(Source passage)
▬▬▬

How “tall” should your colony be? (Assuming you’re in Lang equipment.) Yes, it depends on whether you have 8 or 10-frame equipment, and mediums or deeps or a combination of them, but most colonies by now should be well into their second box, with many making good progress in a third box.
If they’re still in just one deep, they’re behind—or you are! Should you have on the next box and you’ve been busy elsewhere?
If it isn’t time to add the next box yet (see previous blogs), here are some things you can do to help them:
- Is there a good reason they’re lagging? Like—they requeened (maybe even twice or more). If so, it isn’t panic time yet. Consider ways to assist, like:
- Feed them. In all this rain, many colonies have had to eat stores, not add to them. (Yes, I need to get a feeder on that maize and blue hive in the picture.)
- Supplement them. If you have multiple hives, take a frame of brood from another strong hive and add it to the weaker hive. That boost in forthcoming workforce will give the queen confidence in laying faster.

▬▬▬

(Dataset extract)
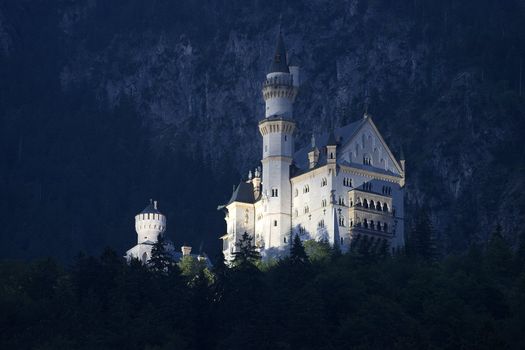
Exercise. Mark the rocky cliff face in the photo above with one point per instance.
(443, 82)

▬▬▬

(What to do)
1. In the beekeeping passage, what should be taken from a strong hive and added to a weaker one?
2. Reproduce the beekeeping passage from "If they’re still" to "in the picture.)".

(Final results)
1. A frame of brood.

2.
If they’re still in just one deep, they’re behind—or you are! Should you have on the next box and you’ve been busy elsewhere?
If it isn’t time to add the next box yet (see previous blogs), here are some things you can do to help them:
- Is there a good reason they’re lagging? Like—they requeened (maybe even twice or more). If so, it isn’t panic time yet. Consider ways to assist, like:
- Feed them. In all this rain, many colonies have had to eat stores, not add to them. (Yes, I need to get a feeder on that maize and blue hive in the picture.)